[INPUT FOR THIS TASK]
==================================================

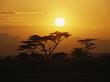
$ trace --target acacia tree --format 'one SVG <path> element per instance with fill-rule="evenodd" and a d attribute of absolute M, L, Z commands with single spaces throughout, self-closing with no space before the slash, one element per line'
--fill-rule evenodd
<path fill-rule="evenodd" d="M 40 38 L 40 36 L 35 35 L 37 39 Z M 38 54 L 38 49 L 40 44 L 32 39 L 32 36 L 29 37 L 26 41 L 22 41 L 22 45 L 18 46 L 19 48 L 17 50 L 22 51 L 26 54 L 36 55 Z"/>
<path fill-rule="evenodd" d="M 30 36 L 27 41 L 22 41 L 22 45 L 19 46 L 18 50 L 25 51 L 29 54 L 43 53 L 47 58 L 53 55 L 55 48 L 59 43 L 68 38 L 70 34 L 68 32 L 54 32 L 48 36 Z"/>
<path fill-rule="evenodd" d="M 78 42 L 81 44 L 81 47 L 74 48 L 73 51 L 71 51 L 71 54 L 75 57 L 85 57 L 87 55 L 91 54 L 91 50 L 95 48 L 95 39 L 84 39 L 84 40 L 78 40 Z"/>
<path fill-rule="evenodd" d="M 81 44 L 81 48 L 83 49 L 83 53 L 85 55 L 91 54 L 91 50 L 95 48 L 95 39 L 85 39 L 79 40 L 78 42 Z"/>
<path fill-rule="evenodd" d="M 61 41 L 63 41 L 65 38 L 70 37 L 71 35 L 68 32 L 54 32 L 51 33 L 49 37 L 51 37 L 49 43 L 48 43 L 48 53 L 51 56 L 53 54 L 53 51 L 55 48 L 59 45 Z"/>

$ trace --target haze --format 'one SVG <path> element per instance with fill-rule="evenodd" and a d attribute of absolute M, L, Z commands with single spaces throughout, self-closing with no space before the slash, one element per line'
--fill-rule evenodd
<path fill-rule="evenodd" d="M 63 28 L 54 25 L 56 17 L 65 19 Z M 105 44 L 109 44 L 110 1 L 0 0 L 0 33 L 16 36 L 21 41 L 32 34 L 47 35 L 56 30 L 71 33 L 72 39 L 89 37 L 107 40 Z"/>

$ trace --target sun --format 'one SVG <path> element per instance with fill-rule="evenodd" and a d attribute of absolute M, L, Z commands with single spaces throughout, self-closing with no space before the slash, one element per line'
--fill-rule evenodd
<path fill-rule="evenodd" d="M 58 18 L 55 19 L 54 23 L 55 23 L 56 26 L 62 27 L 62 26 L 65 25 L 65 19 L 61 18 L 61 17 L 58 17 Z"/>

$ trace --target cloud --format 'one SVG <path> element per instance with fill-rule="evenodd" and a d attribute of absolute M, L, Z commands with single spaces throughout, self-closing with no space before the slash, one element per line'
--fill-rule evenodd
<path fill-rule="evenodd" d="M 16 12 L 16 14 L 19 15 L 33 15 L 33 14 L 39 14 L 40 12 Z"/>
<path fill-rule="evenodd" d="M 10 12 L 10 11 L 0 11 L 0 15 L 13 15 L 15 12 Z"/>
<path fill-rule="evenodd" d="M 0 11 L 0 15 L 32 15 L 39 14 L 39 11 L 17 12 L 17 11 Z"/>
<path fill-rule="evenodd" d="M 18 12 L 18 11 L 0 11 L 0 21 L 24 21 L 26 17 L 30 15 L 38 15 L 39 11 L 28 11 L 28 12 Z"/>

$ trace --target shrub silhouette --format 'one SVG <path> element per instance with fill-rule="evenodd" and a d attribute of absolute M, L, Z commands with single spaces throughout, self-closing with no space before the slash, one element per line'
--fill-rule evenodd
<path fill-rule="evenodd" d="M 69 36 L 71 35 L 68 32 L 58 31 L 48 36 L 33 35 L 26 41 L 22 41 L 22 45 L 17 50 L 31 55 L 44 54 L 46 58 L 51 58 L 59 43 Z"/>
<path fill-rule="evenodd" d="M 65 60 L 66 56 L 67 56 L 67 53 L 65 52 L 54 53 L 52 56 L 52 59 L 61 61 L 61 60 Z"/>
<path fill-rule="evenodd" d="M 74 48 L 73 51 L 71 51 L 71 54 L 76 56 L 76 57 L 80 57 L 80 56 L 85 55 L 82 48 Z"/>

==================================================

[ASSIGNED TASK]
Set aside the pictures. Then return every line of the material above verbatim.

[SOLUTION TO THE EXERCISE]
$ trace --target acacia tree --format 'one SVG <path> element per instance with fill-rule="evenodd" and a d attribute of absolute M, L, Z commands with single spaces throughout, self-closing with no space before the slash, one element per line'
--fill-rule evenodd
<path fill-rule="evenodd" d="M 40 38 L 40 36 L 35 35 L 37 39 Z M 38 54 L 38 49 L 40 44 L 32 39 L 32 36 L 29 37 L 26 41 L 22 41 L 22 45 L 18 46 L 19 48 L 17 50 L 22 51 L 26 54 L 36 55 Z"/>
<path fill-rule="evenodd" d="M 30 36 L 27 41 L 22 41 L 22 45 L 19 46 L 18 50 L 25 51 L 29 54 L 43 53 L 47 58 L 53 55 L 55 48 L 59 43 L 68 38 L 70 34 L 68 32 L 54 32 L 48 36 Z"/>
<path fill-rule="evenodd" d="M 78 42 L 81 44 L 81 47 L 74 48 L 73 51 L 71 51 L 71 54 L 75 57 L 85 57 L 87 55 L 91 54 L 91 50 L 95 48 L 95 39 L 84 39 L 84 40 L 78 40 Z"/>
<path fill-rule="evenodd" d="M 81 44 L 81 48 L 83 49 L 83 53 L 85 55 L 91 54 L 91 50 L 95 48 L 95 39 L 85 39 L 79 40 L 78 42 Z"/>
<path fill-rule="evenodd" d="M 61 41 L 63 41 L 65 38 L 70 37 L 71 35 L 68 32 L 54 32 L 51 33 L 49 37 L 51 37 L 49 43 L 48 43 L 48 53 L 51 56 L 53 54 L 53 51 L 55 48 L 59 45 Z"/>

$ trace --target haze --format 'one SVG <path> element per instance with fill-rule="evenodd" and a d attribute of absolute M, L, Z commands with single spaces throughout, self-closing with no space before the slash, one element per line'
--fill-rule evenodd
<path fill-rule="evenodd" d="M 63 28 L 54 25 L 56 17 L 65 19 Z M 105 44 L 109 44 L 110 1 L 0 0 L 0 33 L 16 36 L 21 41 L 32 34 L 47 35 L 56 30 L 71 33 L 72 39 L 89 37 L 107 40 Z"/>

$ trace --target sun --format 'one SVG <path> element per instance with fill-rule="evenodd" and a d attribute of absolute M, L, Z commands with single spaces throughout, self-closing with no space before the slash, one element per line'
--fill-rule evenodd
<path fill-rule="evenodd" d="M 58 18 L 55 19 L 54 23 L 55 23 L 56 26 L 62 27 L 62 26 L 65 25 L 65 19 L 61 18 L 61 17 L 58 17 Z"/>

$ trace --target cloud --format 'one SVG <path> element per instance with fill-rule="evenodd" and a d attribute of absolute M, L, Z commands with single spaces throughout, self-closing with no space before the slash, one element per line'
--fill-rule evenodd
<path fill-rule="evenodd" d="M 16 12 L 16 14 L 19 15 L 33 15 L 33 14 L 39 14 L 40 12 Z"/>
<path fill-rule="evenodd" d="M 10 12 L 10 11 L 0 11 L 0 15 L 13 15 L 15 12 Z"/>
<path fill-rule="evenodd" d="M 0 11 L 0 15 L 32 15 L 39 14 L 39 11 L 17 12 L 17 11 Z"/>
<path fill-rule="evenodd" d="M 18 12 L 18 11 L 0 11 L 0 21 L 24 21 L 26 17 L 30 15 L 38 15 L 39 11 L 28 11 L 28 12 Z"/>

$ trace --target shrub silhouette --format 'one SVG <path> element per instance with fill-rule="evenodd" and a d attribute of absolute M, L, Z commands with single spaces throughout, self-closing with no space before the slash, one element per line'
--fill-rule evenodd
<path fill-rule="evenodd" d="M 69 36 L 71 35 L 68 32 L 58 31 L 48 36 L 33 35 L 26 41 L 22 41 L 22 45 L 17 50 L 31 55 L 44 54 L 46 58 L 51 58 L 59 43 Z"/>
<path fill-rule="evenodd" d="M 65 60 L 66 56 L 67 56 L 67 53 L 65 52 L 54 53 L 52 56 L 52 59 L 61 61 L 61 60 Z"/>
<path fill-rule="evenodd" d="M 74 48 L 73 51 L 71 51 L 71 54 L 76 56 L 76 57 L 80 57 L 80 56 L 85 55 L 82 48 Z"/>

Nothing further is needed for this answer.